Pour une peinture qui en jette
Beaucoup d’eau a coulé sous les ponts des artistes, et beaucoup d’encre pour les critiques, depuis le reproche fait par Ruskin à Whistler de « jeter un pot de peinture à la face du public ». C’était en 1877 à Londres ; le peintre offensé gagne son procès mais le mot le ruine. À Paris en 1905 encore, les Fauves bravent la menace : ils essuient la même critique outrée, lancée par Camille Mauclair du Figaro qui reprend à son compte la célèbre formule. L’usage libre de la couleur, on peine à l’imaginer aujourd’hui, n’est pas alors qu’audace ou exploration hors des sentiers battus. C’est pure provocation, hors de mise et de propos. Il y a des bornes qu’on ne passe pas, de même qu’une peinture doit se limiter au cadre qui la borde, la finit et la définit en tant que tableau, malgré ces originaux d’impressionnistes qui ne marchent pas à la baguette et prétendent peindre au-delà, sur les murs ou les portes*. Ce frustrant diktat de la norme, qui a longtemps sévi, n’est pas que bas de plafond : il nie ou ignore ce que peuvent être pour certains peintres la couleur et le mouvement, aussi essentiels et impérieux que l’appel du corps pour le danseur, du son pour le musicien, de la matière pour le sculpteur, des mots pour l’écrivain, trait d’union de ceux qui dansent, chantent, modèlent ou tracent sur tout, avec tout et partout sans souci de convenance.

━━━━━━━━━━━━━━━━

- **Défi 1**: Recopiez en liste numérotée les lignes du listing, depuis son début jusqu'à la ligne qui contient « 86 103 L 88 » comprise, sans les lignes vides. Laissez l'image de côté.

━━━━━━━━━━━━━━━━

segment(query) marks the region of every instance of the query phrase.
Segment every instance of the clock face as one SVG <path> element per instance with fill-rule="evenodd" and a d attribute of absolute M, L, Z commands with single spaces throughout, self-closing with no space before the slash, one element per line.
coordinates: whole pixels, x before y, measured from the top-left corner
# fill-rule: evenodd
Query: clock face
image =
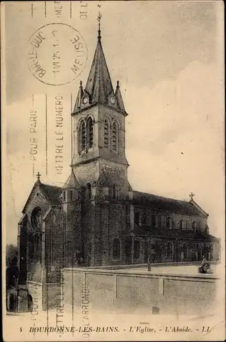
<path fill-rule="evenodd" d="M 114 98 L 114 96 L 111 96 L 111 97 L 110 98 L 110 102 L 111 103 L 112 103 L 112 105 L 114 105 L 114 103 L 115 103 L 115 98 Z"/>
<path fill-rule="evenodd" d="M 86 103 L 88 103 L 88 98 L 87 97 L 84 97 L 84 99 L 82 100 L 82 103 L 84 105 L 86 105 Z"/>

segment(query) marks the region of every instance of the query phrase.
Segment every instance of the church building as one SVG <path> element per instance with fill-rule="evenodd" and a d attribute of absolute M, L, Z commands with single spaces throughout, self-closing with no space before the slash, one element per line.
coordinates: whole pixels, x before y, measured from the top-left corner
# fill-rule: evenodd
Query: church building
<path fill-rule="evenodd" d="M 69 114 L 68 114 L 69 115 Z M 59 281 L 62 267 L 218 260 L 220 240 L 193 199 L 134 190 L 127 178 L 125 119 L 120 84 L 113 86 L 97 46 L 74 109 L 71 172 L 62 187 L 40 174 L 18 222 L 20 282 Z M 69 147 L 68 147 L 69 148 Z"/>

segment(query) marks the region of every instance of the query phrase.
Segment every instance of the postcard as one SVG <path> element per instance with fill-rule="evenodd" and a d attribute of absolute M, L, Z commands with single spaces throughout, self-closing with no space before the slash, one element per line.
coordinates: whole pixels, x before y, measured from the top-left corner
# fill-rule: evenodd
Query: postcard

━━━━━━━━━━━━━━━━

- **Défi 2**:
Répondez à ces questions sur le texte consacré à la peinture :
(a) En quelle année et dans quelle ville Ruskin adresse-t-il son reproche à Whistler ?
(b) Pour quel journal écrit Camille Mauclair ?
(c) Selon le texte, quel appel est aussi impérieux pour le musicien que la couleur et le mouvement pour certains peintres ?

- **Corrigé 1**:
1. segment(query) marks the region of every instance of the query phrase.
2. Segment every instance of the clock face as one SVG <path> element per instance with fill-rule="evenodd" and a d attribute of absolute M, L, Z commands with single spaces throughout, self-closing with no space before the slash, one element per line.
3. coordinates: whole pixels, x before y, measured from the top-left corner
4. # fill-rule: evenodd
5. Query: clock face
6. image =
7. <path fill-rule="evenodd" d="M 114 98 L 114 96 L 111 96 L 111 97 L 110 98 L 110 102 L 111 103 L 112 103 L 112 105 L 114 105 L 114 103 L 115 103 L 115 98 Z"/>
8. <path fill-rule="evenodd" d="M 86 103 L 88 103 L 88 98 L 87 97 L 84 97 L 84 99 L 82 100 L 82 103 L 84 105 L 86 105 Z"/>

- **Corrigé 2**:
(a) En 1877, à Londres.
(b) Le Figaro.
(c) L'appel du son.